== Requirement ==
Locate every line in the material below that contains the word "Outline", and copy each of those lines in full.

# START OF Records provided

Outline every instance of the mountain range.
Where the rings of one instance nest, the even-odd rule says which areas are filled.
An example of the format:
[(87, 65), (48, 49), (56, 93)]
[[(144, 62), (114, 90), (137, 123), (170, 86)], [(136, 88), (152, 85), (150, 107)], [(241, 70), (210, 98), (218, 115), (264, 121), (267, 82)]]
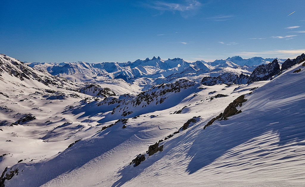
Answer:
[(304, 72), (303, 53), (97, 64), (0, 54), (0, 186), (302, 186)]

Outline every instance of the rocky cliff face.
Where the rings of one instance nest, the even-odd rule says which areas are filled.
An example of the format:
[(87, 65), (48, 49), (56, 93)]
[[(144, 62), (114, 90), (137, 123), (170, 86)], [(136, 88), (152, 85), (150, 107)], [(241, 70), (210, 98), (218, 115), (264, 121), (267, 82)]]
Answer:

# END OF Records provided
# START OF Records provided

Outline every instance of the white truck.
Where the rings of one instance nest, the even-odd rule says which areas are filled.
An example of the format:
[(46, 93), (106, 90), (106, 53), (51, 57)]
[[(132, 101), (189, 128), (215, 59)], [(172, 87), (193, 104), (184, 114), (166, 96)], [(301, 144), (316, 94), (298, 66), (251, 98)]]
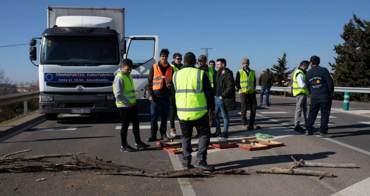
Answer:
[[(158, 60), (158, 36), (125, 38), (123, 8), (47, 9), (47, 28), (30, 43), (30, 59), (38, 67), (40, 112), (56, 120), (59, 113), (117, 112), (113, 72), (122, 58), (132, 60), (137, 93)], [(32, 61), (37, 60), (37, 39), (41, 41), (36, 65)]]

# END OF Records provided

== Finished answer ==
Outline every instance of the mountain range.
Outline every instance of the rocky cliff face.
Outline every instance of the white truck.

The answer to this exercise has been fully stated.